◆ Document text:
◆ ◆ ◆ ◆

# Insane Topwater Jack Crevalle Feeding Frenzy!



## KvartekMedia (Jul 28, 2017)

Took the yak out a couple of days ago near three mile in search of bull Reds, and ended up stumbling upon a giant school of Thousands of big Jack Crevalle. I must've caught ten before I got too tired of fighting them! All using TOPWATER too! The footage I got of me catching them was absolutely incredible. By far one of the most powerful fish I've caught. Video of all the action will be below guys! Action starts near 2:15!! Check it out if you want! TIGHT LINES EVERYONE, STAY SAFE! 


VIDEO:


----------



## Jgatorman (Jun 8, 2013)

Awesome catch, PS those are juveniles they get much larger!


----------



## KvartekMedia (Jul 28, 2017)

I Know man! They get huge! These things were still epic to catch & seeing them explode on top was freaking awesome!


----------



## Floridaboater (Aug 25, 2016)

P.s. nice baby jacks  heres the avg size i catch in choctawhatchee


----------



## PackingOut (Aug 15, 2016)

Theres nothing like the excitement of a fisherman on a good bite.


----------



## Jgatorman (Jun 8, 2013)

Here are a two from sept.... they did provide a couple of nice sleigh rides!


----------



## KvartekMedia (Jul 28, 2017)

Awesome man


----------



## KvartekMedia (Jul 28, 2017)

Thats a beast bro!


----------



## Chris V (Oct 18, 2007)

Always fun. They are the most under-rated gamefish in our area and I have no issue saying they are in my top three favorite inshore species to catch next to Tarpon and Snook. Mean as hell and I kinda think they like the fight too!


----------



## KvartekMedia (Jul 28, 2017)

Deff one of my top 3 now man! They are insane to catch, especially on topwater !


----------



## Desert Eagle (Apr 25, 2012)

Man-o-man! Been there, done that. What top water lures were you using??? Those big 'uns can be some of the hardest hitting, strongest running fish out there. They had to be dragging ur yak about...


----------

◆ ◆ ◆ ◆

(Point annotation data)
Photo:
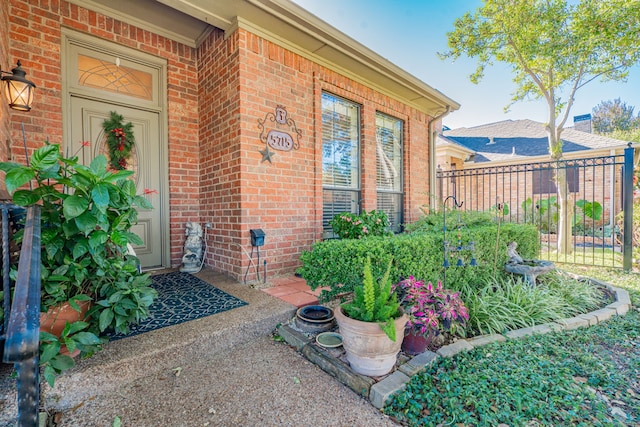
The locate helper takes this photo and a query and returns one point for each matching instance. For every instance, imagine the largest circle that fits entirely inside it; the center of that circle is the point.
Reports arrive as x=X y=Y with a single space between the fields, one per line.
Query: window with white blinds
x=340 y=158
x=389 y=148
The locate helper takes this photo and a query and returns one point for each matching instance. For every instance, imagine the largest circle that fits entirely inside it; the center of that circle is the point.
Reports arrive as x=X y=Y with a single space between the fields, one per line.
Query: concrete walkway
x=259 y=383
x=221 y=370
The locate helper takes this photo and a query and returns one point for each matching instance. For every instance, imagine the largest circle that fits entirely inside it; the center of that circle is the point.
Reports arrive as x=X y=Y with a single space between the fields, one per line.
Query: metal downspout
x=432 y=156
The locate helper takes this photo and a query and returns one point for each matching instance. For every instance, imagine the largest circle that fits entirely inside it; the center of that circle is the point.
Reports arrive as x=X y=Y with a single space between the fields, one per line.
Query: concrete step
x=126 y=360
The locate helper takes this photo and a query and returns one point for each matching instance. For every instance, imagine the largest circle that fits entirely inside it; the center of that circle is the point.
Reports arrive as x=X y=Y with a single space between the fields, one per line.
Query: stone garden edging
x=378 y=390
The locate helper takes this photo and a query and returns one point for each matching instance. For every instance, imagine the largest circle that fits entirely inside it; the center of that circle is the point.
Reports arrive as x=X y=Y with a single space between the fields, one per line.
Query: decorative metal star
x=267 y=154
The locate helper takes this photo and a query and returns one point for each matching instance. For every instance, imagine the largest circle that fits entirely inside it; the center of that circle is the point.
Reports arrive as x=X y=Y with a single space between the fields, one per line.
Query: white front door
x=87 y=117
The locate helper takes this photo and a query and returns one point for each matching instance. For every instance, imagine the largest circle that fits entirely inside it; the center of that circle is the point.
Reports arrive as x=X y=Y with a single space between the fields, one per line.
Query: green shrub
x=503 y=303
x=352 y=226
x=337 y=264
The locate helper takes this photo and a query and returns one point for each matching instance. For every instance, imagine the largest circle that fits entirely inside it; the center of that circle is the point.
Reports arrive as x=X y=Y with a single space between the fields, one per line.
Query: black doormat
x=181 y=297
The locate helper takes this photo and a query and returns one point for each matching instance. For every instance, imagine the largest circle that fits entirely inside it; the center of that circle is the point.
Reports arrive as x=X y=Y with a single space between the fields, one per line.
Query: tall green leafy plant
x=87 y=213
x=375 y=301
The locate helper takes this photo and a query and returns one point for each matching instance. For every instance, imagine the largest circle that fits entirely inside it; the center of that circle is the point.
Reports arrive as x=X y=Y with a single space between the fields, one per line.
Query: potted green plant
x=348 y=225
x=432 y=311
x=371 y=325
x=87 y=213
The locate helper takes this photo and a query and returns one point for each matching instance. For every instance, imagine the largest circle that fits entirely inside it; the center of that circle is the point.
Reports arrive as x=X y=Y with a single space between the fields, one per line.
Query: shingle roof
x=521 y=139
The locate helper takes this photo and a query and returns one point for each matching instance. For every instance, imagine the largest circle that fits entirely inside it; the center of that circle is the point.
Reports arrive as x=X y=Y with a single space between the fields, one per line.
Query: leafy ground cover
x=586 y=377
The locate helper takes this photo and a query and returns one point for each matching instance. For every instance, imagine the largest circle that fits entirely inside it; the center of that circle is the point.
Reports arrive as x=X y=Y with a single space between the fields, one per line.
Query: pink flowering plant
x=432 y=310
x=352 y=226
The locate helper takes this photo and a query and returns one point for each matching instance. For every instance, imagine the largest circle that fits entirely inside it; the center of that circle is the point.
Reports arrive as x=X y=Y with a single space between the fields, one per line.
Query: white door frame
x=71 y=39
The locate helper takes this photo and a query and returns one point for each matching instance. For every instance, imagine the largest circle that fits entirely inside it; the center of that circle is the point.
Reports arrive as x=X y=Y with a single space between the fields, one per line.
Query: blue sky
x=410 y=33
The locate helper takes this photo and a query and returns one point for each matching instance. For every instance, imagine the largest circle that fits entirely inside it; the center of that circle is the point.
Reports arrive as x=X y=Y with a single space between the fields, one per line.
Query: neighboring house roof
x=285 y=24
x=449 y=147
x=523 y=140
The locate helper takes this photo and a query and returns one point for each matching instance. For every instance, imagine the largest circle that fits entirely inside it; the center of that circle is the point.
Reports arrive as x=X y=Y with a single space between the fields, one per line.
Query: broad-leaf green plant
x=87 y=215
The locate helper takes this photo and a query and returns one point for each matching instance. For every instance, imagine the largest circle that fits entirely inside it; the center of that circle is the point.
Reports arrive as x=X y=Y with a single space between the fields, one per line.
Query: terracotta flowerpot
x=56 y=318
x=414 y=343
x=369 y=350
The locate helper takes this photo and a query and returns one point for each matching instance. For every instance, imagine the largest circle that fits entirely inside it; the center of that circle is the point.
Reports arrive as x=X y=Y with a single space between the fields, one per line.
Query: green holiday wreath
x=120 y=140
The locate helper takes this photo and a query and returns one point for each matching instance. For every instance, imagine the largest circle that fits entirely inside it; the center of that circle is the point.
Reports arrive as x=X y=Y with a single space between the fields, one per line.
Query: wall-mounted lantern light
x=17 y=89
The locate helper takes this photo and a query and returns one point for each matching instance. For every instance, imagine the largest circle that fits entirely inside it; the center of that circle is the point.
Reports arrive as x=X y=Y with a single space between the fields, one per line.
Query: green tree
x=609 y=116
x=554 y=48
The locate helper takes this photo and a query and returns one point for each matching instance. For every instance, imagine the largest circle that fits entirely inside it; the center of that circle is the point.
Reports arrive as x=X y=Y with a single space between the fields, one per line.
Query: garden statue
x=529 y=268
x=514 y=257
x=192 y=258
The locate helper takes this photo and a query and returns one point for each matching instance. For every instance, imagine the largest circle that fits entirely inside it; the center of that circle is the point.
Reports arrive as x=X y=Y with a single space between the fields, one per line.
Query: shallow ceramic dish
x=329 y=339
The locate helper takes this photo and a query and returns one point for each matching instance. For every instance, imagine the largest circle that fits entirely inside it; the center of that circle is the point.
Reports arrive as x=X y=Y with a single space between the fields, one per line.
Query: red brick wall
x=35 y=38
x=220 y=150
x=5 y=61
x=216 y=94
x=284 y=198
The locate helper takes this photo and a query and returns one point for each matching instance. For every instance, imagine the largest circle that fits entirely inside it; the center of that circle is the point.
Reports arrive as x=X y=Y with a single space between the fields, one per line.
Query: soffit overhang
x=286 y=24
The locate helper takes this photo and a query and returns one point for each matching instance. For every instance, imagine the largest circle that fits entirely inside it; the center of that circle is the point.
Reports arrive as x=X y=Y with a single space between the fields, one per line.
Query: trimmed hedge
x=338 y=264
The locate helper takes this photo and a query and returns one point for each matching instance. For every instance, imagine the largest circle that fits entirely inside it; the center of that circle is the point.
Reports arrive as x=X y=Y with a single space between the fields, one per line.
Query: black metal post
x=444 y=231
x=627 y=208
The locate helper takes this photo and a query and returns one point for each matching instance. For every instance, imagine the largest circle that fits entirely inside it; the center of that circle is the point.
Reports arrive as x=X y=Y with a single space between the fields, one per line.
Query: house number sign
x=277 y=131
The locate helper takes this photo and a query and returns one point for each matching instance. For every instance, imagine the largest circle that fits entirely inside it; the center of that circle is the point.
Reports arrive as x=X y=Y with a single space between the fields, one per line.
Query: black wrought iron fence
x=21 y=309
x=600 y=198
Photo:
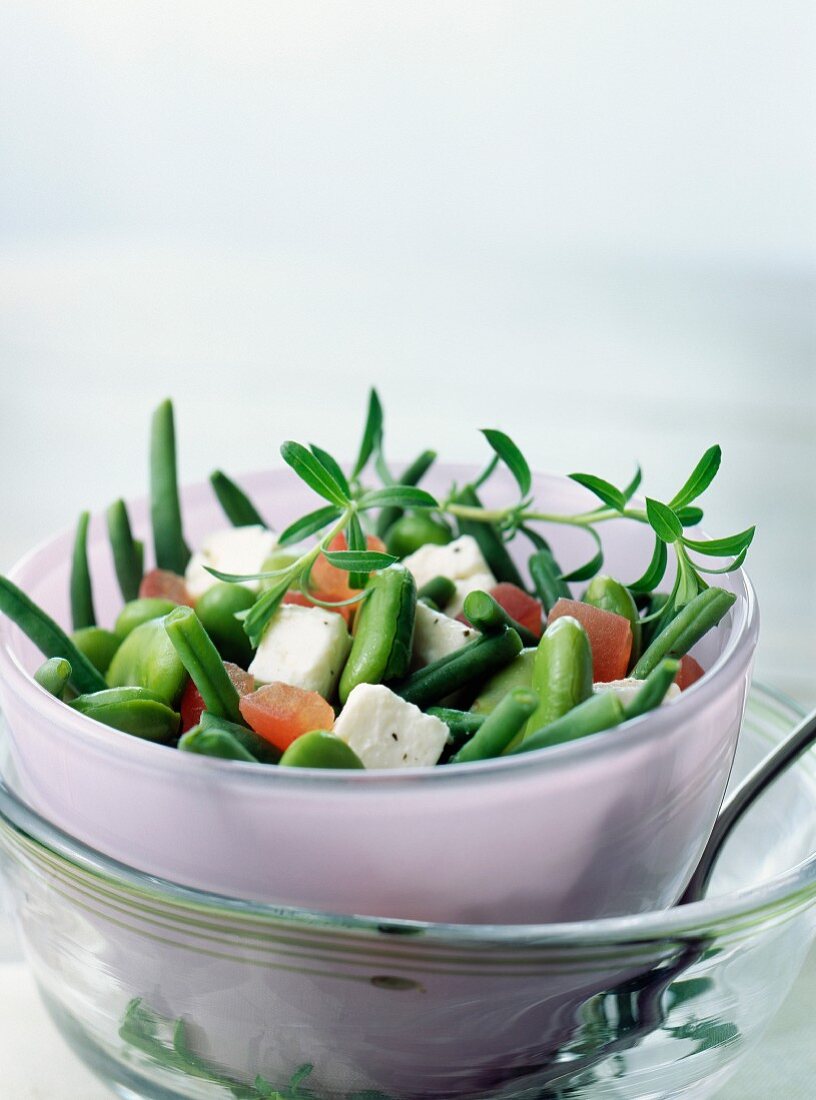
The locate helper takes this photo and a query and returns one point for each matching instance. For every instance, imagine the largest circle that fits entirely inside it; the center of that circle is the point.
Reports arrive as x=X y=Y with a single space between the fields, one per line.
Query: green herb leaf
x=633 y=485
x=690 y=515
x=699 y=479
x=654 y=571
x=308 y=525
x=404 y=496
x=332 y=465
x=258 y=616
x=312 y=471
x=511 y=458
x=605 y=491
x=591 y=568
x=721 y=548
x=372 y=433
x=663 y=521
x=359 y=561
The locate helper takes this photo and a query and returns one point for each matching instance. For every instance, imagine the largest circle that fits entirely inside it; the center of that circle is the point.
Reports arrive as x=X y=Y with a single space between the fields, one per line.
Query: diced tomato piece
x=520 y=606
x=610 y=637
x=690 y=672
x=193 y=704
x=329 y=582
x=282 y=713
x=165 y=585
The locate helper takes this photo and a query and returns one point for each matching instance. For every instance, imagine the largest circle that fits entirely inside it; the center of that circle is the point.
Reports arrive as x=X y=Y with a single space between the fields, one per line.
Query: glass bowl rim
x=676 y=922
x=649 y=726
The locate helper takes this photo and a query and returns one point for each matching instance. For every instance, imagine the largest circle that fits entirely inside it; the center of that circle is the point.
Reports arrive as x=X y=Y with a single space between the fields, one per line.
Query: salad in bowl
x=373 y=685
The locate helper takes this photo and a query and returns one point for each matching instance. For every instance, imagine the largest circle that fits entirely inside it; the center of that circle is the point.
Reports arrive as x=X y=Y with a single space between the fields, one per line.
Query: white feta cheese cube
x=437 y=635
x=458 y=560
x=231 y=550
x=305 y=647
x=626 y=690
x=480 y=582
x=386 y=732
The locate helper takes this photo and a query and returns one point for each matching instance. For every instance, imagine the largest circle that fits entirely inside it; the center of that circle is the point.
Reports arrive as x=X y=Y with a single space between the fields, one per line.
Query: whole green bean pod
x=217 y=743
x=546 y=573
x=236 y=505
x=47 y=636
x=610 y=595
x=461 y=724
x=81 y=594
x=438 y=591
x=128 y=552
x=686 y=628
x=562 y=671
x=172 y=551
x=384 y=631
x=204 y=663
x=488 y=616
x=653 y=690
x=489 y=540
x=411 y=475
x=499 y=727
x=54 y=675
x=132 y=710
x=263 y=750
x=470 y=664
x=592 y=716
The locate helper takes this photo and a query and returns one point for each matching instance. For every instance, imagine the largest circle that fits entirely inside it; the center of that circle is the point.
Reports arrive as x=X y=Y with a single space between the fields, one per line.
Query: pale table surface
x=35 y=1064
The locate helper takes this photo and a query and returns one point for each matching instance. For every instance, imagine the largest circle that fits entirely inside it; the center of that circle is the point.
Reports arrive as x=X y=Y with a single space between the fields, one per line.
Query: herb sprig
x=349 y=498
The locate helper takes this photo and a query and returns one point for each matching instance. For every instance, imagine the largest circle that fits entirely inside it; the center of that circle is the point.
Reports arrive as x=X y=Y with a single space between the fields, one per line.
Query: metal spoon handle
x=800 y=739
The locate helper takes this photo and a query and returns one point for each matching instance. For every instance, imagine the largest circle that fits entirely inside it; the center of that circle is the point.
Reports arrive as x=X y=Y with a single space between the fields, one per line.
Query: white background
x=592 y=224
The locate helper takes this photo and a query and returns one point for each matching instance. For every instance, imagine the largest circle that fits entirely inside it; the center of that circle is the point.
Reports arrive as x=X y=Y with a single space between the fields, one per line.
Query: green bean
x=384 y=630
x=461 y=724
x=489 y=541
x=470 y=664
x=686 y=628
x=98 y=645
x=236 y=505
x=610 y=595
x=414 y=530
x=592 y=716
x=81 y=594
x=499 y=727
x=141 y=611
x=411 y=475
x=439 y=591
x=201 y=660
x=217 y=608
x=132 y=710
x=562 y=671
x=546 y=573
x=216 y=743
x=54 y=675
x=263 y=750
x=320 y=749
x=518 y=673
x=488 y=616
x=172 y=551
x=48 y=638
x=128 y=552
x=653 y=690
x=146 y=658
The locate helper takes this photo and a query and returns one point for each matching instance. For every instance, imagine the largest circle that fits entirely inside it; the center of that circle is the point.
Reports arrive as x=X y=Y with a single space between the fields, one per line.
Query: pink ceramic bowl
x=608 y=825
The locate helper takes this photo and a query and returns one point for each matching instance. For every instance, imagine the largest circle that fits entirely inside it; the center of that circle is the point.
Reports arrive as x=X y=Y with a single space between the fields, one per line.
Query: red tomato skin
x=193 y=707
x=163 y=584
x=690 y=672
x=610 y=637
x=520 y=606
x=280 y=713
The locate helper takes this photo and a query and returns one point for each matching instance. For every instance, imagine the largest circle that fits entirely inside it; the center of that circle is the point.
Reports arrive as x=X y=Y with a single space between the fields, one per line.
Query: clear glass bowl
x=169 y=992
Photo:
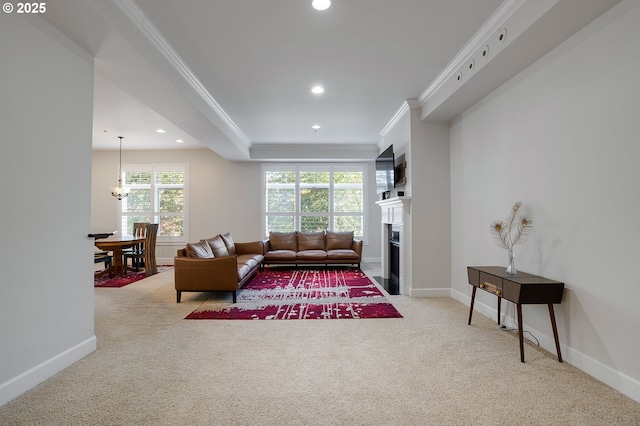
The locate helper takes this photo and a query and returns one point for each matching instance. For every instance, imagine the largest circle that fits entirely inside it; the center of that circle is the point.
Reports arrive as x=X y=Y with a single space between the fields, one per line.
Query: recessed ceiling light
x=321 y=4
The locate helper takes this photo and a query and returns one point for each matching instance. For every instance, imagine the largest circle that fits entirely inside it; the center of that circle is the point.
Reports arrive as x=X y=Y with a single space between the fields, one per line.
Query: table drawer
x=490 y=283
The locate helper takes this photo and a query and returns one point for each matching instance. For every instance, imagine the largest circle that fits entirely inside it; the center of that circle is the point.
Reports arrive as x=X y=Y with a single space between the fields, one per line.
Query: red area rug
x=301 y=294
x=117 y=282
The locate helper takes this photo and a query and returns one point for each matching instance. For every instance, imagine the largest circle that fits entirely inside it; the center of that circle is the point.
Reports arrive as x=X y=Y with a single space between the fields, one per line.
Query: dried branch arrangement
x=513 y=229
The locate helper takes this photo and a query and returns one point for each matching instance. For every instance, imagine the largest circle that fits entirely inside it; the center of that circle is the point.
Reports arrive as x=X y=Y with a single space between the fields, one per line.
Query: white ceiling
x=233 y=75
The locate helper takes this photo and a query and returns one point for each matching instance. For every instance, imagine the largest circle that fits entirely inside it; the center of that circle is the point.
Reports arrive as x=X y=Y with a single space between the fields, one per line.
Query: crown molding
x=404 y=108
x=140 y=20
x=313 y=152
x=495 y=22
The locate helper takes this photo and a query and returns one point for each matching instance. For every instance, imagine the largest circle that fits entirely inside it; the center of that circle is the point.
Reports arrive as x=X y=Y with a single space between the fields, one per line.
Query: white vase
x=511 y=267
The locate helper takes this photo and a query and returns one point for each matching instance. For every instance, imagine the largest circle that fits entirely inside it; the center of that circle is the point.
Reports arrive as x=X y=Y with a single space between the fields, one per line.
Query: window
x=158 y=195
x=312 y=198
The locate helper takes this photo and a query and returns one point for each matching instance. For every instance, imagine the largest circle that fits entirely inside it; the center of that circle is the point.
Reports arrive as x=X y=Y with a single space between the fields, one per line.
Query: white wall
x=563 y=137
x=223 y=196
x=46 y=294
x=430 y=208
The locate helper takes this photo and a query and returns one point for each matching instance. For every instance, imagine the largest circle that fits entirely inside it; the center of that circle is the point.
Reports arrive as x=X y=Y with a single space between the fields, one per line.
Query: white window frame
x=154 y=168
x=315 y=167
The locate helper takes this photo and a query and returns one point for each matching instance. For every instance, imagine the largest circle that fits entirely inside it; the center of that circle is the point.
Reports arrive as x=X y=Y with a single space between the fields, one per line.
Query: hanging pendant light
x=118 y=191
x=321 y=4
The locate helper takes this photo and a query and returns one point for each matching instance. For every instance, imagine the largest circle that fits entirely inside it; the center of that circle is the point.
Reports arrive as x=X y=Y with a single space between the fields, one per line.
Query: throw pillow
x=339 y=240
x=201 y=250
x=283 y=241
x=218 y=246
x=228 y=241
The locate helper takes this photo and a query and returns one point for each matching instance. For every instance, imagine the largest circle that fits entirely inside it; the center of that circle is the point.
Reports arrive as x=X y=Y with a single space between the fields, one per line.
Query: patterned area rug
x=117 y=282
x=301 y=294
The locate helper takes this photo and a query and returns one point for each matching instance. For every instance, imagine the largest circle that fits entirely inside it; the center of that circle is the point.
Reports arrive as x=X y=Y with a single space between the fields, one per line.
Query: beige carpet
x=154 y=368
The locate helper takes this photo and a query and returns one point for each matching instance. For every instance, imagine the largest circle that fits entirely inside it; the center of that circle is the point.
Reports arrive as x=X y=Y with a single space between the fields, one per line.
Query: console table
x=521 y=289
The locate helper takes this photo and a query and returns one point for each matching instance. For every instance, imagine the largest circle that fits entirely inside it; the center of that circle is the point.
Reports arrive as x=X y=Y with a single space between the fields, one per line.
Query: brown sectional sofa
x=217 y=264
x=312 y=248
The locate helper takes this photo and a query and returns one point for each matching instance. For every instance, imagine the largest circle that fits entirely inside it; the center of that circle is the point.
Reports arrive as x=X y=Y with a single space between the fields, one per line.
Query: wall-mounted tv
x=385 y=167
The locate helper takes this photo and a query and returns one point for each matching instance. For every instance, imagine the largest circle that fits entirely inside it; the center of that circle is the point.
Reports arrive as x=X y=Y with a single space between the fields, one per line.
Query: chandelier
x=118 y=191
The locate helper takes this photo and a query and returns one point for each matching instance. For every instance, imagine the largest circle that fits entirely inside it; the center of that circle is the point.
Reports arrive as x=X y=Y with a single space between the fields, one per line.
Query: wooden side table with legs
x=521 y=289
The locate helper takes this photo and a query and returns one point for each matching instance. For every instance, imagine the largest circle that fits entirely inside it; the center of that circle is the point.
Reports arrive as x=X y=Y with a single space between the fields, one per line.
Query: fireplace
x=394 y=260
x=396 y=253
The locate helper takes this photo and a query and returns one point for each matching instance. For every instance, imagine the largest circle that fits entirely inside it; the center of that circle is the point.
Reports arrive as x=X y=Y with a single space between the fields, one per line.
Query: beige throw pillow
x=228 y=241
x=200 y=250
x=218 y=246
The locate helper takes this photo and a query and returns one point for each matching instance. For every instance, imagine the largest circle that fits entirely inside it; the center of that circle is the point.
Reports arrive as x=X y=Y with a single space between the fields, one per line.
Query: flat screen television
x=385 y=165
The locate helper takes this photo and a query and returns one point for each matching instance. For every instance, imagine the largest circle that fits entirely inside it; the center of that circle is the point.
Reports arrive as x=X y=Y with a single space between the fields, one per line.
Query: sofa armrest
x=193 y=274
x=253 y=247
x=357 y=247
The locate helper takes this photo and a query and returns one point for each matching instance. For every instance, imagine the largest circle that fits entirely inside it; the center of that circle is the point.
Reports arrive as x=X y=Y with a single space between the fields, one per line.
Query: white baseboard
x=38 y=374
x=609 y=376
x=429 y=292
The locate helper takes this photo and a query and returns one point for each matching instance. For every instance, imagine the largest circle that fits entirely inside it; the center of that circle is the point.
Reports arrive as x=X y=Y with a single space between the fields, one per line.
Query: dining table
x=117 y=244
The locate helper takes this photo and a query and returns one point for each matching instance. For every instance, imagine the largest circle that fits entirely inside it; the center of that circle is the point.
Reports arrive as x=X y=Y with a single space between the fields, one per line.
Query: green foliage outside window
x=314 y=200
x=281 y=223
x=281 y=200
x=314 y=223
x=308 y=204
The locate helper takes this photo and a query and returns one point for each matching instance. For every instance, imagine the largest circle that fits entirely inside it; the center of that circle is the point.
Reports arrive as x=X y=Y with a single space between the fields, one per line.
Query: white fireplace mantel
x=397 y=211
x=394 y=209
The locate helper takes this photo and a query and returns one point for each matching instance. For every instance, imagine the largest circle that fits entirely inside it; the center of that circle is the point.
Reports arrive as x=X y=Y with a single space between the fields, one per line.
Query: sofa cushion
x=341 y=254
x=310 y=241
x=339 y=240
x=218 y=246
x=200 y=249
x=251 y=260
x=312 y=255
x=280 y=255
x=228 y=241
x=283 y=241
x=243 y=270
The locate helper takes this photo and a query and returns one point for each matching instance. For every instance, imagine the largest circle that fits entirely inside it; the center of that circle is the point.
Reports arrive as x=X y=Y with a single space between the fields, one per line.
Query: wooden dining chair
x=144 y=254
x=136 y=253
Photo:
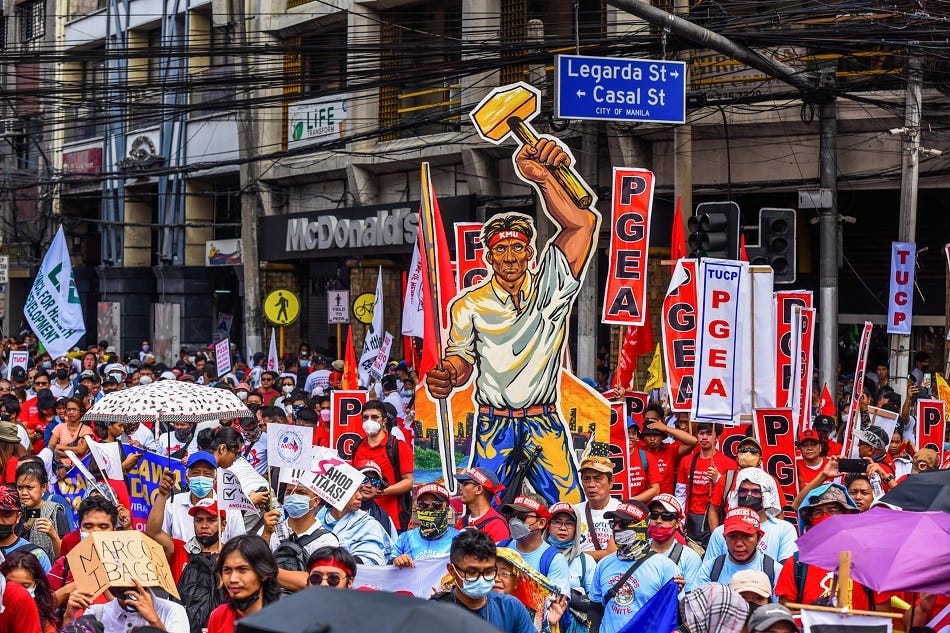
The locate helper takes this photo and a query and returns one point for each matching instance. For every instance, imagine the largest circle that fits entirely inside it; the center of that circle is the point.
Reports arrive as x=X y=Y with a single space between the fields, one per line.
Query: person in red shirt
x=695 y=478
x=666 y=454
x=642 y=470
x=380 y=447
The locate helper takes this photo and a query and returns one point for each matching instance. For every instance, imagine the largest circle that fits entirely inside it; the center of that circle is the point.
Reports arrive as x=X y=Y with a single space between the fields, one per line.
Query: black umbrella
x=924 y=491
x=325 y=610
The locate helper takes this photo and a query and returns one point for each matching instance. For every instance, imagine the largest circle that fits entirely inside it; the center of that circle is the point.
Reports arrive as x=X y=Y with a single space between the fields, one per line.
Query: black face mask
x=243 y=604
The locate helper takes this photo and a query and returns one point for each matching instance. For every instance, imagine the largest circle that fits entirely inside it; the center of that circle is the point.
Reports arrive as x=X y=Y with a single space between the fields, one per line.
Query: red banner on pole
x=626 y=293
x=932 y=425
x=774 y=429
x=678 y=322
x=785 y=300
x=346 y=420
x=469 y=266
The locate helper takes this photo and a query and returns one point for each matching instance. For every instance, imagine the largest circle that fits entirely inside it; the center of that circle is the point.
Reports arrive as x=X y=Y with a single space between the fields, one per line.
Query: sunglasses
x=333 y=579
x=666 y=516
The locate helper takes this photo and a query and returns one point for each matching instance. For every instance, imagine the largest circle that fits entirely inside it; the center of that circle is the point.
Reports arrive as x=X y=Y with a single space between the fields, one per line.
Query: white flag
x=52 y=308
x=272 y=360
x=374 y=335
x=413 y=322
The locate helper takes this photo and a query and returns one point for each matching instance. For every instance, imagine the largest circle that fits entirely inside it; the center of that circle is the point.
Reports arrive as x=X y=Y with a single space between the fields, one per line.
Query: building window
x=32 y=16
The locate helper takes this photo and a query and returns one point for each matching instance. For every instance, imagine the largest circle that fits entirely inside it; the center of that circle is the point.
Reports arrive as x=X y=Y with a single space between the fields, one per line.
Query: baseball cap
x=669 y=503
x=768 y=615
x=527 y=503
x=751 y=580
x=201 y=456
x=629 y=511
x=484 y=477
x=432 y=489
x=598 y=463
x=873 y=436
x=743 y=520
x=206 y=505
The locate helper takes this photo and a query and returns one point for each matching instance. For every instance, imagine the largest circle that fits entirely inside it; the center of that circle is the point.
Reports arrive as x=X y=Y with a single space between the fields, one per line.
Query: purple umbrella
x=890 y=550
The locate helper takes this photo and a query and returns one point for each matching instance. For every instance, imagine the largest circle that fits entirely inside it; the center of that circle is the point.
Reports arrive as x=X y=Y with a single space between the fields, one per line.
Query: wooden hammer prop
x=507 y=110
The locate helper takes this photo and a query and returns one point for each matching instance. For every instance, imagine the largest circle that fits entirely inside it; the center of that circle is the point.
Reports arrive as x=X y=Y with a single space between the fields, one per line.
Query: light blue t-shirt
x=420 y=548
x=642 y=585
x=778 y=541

◆ ◆ ◆ ◆

◆ Objectives:
**1)** Translate this sentence from the fishing thread into Spanish: "Those big 'uns can be some of the hardest hitting, strongest running fish out there."
**2)** Summarize the fishing thread in two sentences.
**3)** According to the fishing thread, at what point in the video does the action start?

◆ Results for each task:
**1)** Los ejemplares grandes pueden estar entre los peces que atacan con más fuerza y corren con más potencia que existen.

**2)** While searching for bull reds from a kayak near three mile, an angler came upon a huge school of jack crevalle and caught around ten on topwater, sharing a video of the action. Other members noted that those fish were juveniles that grow much larger, shared their own catches, and praised jack crevalle as powerful, underrated gamefish.

**3)** Near 2:15.